[ACTIVITY A] From the text on energy-based seizure prediction, list the requirements that it says published seizure prediction methods have.
[ACTIVITY B] According to the text on energy-based seizure prediction, what percentage of seizures across all patients showed stereotyped pre-ictal energy bursting and quiet periods?
[ACTIVITY C] Reproduce the part of the text on energy-based seizure prediction that opens with the words containing "Increases in accumulated" and closes with "and ictal periods).".

[TEXT PASSAGE]

Increases in accumulated energy on intracranial EEG are associated with oncoming seizures in retrospective studies, supporting the idea that seizures are generated over time. Published seizure prediction methods require comparison to ‘baseline’ data, sleep staging, and selecting seizures that are not clustered closely in time. In this study, we attempt to remove these constraints by using a continuously adapting energy threshold, and to identify stereotyped energy variations through the seizure cycle (inter-, pre-, post- and ictal periods).
Accumulated energy was approximated by using moving averages of signal energy, computed for window lengths of 1 and 20 min, and an adaptive decision threshold. Predictions occurred when energy within the shorter running window exceeded the decision threshold.
Predictions for time horizons of less than 3 h did not achieve statistical significance in the data sets analyzed that had an average inter-seizure interval ranging from 2.9 to 8.6 h. 51.6% of seizures across all patients exhibited stereotyped pre-ictal energy bursting and quiet periods.
Accumulating energy alone is not sufficient for predicting seizures using a 20 min running baseline for comparison. Stereotyped energy patterns through the seizure cycle may provide clues to mechanisms underlying seizure generation.
Energy-based seizure prediction will require fusion of multiple complimentary features and perhaps longer running averages to compensate for post-ictal and sleep-induced energy changes.

[Records from a data collection]
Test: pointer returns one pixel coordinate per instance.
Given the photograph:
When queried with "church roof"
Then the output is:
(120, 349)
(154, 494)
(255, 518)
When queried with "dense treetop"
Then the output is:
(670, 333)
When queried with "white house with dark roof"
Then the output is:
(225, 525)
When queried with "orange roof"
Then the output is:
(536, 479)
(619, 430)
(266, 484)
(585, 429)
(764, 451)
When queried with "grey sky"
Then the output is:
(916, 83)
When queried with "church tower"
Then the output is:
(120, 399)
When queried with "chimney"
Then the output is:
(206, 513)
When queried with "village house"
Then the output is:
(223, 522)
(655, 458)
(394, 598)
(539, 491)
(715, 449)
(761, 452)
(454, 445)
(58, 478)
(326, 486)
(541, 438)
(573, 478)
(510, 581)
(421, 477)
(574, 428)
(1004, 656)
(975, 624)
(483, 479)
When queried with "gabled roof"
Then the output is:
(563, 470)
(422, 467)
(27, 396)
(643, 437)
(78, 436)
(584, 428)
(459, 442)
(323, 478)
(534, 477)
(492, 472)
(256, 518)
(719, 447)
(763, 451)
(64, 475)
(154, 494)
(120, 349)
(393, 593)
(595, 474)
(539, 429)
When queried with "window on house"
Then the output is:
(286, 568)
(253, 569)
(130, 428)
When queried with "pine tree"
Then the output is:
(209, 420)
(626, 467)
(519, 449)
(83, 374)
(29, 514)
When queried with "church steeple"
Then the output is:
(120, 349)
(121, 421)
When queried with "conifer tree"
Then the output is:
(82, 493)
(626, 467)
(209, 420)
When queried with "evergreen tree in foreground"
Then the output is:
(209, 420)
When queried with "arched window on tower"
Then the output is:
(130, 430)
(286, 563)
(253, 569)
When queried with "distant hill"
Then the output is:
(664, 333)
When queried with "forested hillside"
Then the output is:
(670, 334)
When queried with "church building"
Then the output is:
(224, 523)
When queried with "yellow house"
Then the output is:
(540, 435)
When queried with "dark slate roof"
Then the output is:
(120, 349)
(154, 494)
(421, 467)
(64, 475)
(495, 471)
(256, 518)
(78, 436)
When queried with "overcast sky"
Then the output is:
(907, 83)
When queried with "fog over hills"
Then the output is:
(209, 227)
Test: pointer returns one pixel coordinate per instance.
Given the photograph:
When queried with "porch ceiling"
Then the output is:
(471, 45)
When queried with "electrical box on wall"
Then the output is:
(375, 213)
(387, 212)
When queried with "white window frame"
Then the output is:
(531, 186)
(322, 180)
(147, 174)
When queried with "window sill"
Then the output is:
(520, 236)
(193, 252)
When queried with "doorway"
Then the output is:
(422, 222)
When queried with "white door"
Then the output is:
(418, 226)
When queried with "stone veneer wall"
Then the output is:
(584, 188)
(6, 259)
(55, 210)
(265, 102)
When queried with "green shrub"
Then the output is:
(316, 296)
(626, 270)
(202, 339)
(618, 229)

[EXERCISE RESULT A]
- Comparison to "baseline" data
- Sleep staging
- Selecting seizures that are not clustered closely in time

[EXERCISE RESULT B] 51.6% of seizures across all patients showed them.

[EXERCISE RESULT C]
Increases in accumulated energy on intracranial EEG are associated with oncoming seizures in retrospective studies, supporting the idea that seizures are generated over time. Published seizure prediction methods require comparison to ‘baseline’ data, sleep staging, and selecting seizures that are not clustered closely in time. In this study, we attempt to remove these constraints by using a continuously adapting energy threshold, and to identify stereotyped energy variations through the seizure cycle (inter-, pre-, post- and ictal periods).